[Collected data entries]

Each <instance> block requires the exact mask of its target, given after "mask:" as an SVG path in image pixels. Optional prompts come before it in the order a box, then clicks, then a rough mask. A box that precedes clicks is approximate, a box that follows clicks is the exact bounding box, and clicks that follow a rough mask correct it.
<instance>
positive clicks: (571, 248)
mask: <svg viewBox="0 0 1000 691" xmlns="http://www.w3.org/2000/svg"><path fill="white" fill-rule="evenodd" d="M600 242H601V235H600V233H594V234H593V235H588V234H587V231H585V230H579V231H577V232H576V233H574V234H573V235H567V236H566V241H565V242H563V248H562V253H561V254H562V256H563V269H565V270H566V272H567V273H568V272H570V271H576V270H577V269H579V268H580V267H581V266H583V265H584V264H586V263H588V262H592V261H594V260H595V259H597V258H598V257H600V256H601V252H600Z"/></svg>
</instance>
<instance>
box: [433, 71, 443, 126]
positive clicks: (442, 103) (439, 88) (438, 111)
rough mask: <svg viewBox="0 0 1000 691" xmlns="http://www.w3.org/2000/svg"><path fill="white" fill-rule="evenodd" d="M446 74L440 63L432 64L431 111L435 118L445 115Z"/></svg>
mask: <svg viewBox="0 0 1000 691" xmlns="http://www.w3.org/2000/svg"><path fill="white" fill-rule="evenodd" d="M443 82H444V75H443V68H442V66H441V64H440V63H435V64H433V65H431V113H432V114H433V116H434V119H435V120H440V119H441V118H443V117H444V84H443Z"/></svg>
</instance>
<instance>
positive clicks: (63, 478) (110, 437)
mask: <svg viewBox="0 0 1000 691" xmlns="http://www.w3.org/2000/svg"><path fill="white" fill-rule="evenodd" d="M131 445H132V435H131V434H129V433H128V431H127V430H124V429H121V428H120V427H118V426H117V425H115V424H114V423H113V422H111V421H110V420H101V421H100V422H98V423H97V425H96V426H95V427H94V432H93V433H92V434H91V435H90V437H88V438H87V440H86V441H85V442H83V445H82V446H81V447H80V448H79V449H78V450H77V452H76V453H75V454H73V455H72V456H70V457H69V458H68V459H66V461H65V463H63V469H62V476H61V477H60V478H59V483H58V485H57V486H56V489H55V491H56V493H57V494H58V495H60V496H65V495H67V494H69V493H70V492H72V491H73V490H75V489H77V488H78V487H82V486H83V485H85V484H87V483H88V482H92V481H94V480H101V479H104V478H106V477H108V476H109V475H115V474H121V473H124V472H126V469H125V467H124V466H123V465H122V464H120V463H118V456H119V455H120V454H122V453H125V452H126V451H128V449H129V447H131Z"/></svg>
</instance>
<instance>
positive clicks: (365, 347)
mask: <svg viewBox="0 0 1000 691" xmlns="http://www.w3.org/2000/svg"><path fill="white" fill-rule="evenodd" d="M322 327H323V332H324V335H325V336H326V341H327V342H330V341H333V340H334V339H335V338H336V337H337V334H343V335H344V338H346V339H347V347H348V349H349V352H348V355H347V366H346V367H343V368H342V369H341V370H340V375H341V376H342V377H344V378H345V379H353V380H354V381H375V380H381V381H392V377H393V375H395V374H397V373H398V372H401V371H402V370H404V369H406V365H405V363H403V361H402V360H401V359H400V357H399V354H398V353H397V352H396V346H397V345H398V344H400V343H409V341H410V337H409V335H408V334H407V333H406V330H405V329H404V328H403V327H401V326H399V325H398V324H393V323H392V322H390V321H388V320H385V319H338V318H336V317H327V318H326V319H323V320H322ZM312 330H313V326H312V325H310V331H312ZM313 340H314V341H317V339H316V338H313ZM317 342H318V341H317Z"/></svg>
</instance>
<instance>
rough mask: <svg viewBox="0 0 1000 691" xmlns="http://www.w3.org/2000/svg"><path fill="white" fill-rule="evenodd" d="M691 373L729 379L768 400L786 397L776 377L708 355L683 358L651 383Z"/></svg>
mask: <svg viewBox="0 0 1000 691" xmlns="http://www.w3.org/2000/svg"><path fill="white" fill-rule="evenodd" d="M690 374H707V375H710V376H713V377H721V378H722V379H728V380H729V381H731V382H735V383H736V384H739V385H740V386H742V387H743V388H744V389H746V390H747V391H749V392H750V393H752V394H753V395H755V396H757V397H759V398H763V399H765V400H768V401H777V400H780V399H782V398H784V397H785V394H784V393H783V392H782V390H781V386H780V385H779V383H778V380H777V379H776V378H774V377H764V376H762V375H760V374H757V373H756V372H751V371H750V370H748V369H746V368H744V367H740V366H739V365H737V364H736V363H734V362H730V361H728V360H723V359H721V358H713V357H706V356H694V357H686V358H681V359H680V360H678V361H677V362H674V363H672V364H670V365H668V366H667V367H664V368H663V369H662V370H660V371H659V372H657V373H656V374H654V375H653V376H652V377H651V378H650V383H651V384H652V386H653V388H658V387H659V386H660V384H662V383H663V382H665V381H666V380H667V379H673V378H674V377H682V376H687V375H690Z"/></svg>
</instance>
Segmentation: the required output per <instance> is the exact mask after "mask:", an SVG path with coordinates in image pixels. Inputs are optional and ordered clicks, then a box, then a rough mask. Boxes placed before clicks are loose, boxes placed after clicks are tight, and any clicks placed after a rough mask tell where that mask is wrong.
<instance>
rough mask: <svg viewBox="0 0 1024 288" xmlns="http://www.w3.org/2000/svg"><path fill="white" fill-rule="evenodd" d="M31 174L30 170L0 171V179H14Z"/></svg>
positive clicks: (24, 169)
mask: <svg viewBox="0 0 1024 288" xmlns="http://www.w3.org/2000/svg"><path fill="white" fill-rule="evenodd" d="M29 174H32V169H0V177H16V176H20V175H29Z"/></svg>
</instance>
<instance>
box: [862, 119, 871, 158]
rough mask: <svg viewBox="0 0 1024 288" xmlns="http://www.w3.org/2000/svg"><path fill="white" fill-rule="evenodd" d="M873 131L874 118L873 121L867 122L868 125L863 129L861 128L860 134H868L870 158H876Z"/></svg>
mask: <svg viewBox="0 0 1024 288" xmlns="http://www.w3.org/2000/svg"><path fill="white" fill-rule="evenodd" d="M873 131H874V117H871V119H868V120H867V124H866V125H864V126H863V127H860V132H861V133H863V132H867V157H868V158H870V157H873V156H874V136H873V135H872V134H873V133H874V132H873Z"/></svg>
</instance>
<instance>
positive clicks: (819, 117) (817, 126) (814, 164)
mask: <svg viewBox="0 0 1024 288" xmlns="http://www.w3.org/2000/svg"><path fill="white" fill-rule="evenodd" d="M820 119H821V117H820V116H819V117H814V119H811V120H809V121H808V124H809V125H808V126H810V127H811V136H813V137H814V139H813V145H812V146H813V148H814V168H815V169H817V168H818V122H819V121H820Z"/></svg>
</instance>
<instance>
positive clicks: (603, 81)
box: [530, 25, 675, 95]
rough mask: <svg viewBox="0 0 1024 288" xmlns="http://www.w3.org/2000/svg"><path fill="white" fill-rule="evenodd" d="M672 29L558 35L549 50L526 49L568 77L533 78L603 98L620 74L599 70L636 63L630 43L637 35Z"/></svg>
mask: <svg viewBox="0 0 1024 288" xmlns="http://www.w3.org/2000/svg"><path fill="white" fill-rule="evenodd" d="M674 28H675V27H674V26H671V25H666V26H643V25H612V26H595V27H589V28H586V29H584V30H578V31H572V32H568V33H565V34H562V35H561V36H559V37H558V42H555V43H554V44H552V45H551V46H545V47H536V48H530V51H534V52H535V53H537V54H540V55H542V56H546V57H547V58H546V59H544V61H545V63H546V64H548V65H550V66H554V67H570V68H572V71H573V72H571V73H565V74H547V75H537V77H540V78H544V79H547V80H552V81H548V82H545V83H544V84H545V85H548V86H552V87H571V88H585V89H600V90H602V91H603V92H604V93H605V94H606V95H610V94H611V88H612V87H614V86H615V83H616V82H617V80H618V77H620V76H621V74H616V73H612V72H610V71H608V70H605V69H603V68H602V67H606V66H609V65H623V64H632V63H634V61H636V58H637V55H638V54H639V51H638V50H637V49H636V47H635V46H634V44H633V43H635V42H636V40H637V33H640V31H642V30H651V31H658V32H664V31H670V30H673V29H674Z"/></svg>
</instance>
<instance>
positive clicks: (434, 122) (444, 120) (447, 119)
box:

AIM OF THE EXERCISE: From the data, collect all lines where the string "image" appears.

OUTPUT:
Each <instance> block requires the exact mask of its target, given after "mask:" as an SVG path in image pixels. Optional prompts come before it in the order a box, then clicks, then a rough mask. A box that precedes clicks is approximate, a box that follows clicks is the exact bounding box, and clicks that follow a rough mask correct it.
Segmentation: the required output per <instance> is the exact mask after "mask:", an SVG path with coordinates in image pixels. Inputs are optional and ordered clicks, then a box, then a rough mask. Boxes placed before clicks are loose, boxes placed after clicks are tight, and any clicks placed after a rough mask tell where that mask is wrong.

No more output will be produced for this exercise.